What needs to be done:
Reproduce all of the records below verbatim, leaving out the pictures.

Records for this exercise:
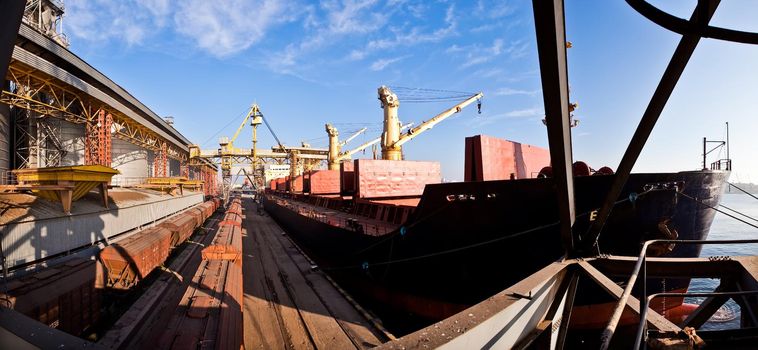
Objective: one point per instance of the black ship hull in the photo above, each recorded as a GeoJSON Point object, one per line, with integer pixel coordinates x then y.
{"type": "Point", "coordinates": [467, 241]}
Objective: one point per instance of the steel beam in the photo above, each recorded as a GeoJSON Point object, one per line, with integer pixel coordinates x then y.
{"type": "Point", "coordinates": [701, 16]}
{"type": "Point", "coordinates": [11, 12]}
{"type": "Point", "coordinates": [551, 45]}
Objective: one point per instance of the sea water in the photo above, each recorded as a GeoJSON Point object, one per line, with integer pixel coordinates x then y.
{"type": "Point", "coordinates": [723, 228]}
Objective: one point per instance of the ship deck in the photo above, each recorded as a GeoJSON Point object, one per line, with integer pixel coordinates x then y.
{"type": "Point", "coordinates": [287, 303]}
{"type": "Point", "coordinates": [338, 218]}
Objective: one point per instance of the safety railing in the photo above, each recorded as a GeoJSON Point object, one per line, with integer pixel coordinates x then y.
{"type": "Point", "coordinates": [8, 178]}
{"type": "Point", "coordinates": [362, 226]}
{"type": "Point", "coordinates": [722, 164]}
{"type": "Point", "coordinates": [640, 269]}
{"type": "Point", "coordinates": [123, 181]}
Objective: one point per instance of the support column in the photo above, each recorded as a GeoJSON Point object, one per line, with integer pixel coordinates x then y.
{"type": "Point", "coordinates": [98, 142]}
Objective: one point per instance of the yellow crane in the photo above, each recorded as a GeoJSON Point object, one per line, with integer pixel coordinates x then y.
{"type": "Point", "coordinates": [392, 136]}
{"type": "Point", "coordinates": [336, 155]}
{"type": "Point", "coordinates": [229, 155]}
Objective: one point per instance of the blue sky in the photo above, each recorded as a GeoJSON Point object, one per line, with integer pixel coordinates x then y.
{"type": "Point", "coordinates": [308, 63]}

Result for this exercise:
Objective: one point per instance of the black ship hull in the photo above, each recorded as a GeoJSON Point object, one per line, with integer pixel coordinates x then y.
{"type": "Point", "coordinates": [467, 241]}
Objective: one point per instance of the steel beam in the photo above, each recorded as a GeoJSON Point object, one per line, with integer pixel coordinates x then y.
{"type": "Point", "coordinates": [701, 16]}
{"type": "Point", "coordinates": [11, 12]}
{"type": "Point", "coordinates": [551, 45]}
Objective: one point per instance of the sea water in the photo above, each recorded as a GeoJSON Point object, one per line, with integer pixel coordinates x then y.
{"type": "Point", "coordinates": [723, 228]}
Objective: one point per instance of the ship deck in the photo above, each recorded as a GeoJSON Point object, one per line, with integer pixel coordinates x then y.
{"type": "Point", "coordinates": [287, 303]}
{"type": "Point", "coordinates": [338, 218]}
Objective: one point per instance of the safety railing in the photo above, each recorded as a GeoJSON Point object, one per line, with integer pixel coordinates x then y.
{"type": "Point", "coordinates": [8, 178]}
{"type": "Point", "coordinates": [362, 226]}
{"type": "Point", "coordinates": [722, 164]}
{"type": "Point", "coordinates": [640, 269]}
{"type": "Point", "coordinates": [123, 181]}
Objective: one point per instance of the support column in the photo above, each recorded as a GeoJSON Point object, one per line, with integer pixel coordinates x then y.
{"type": "Point", "coordinates": [98, 142]}
Objective: one point per instance of the yellow crane in the photo above, each recorded as a GeoJSON Point object, one per line, with integer pixel coordinates x then y.
{"type": "Point", "coordinates": [392, 136]}
{"type": "Point", "coordinates": [336, 155]}
{"type": "Point", "coordinates": [229, 155]}
Objective: one point per instance of the blue sky in the photo above, each recorded as a GeoJSON Point object, one per line, with integer pixel coordinates x then y.
{"type": "Point", "coordinates": [308, 63]}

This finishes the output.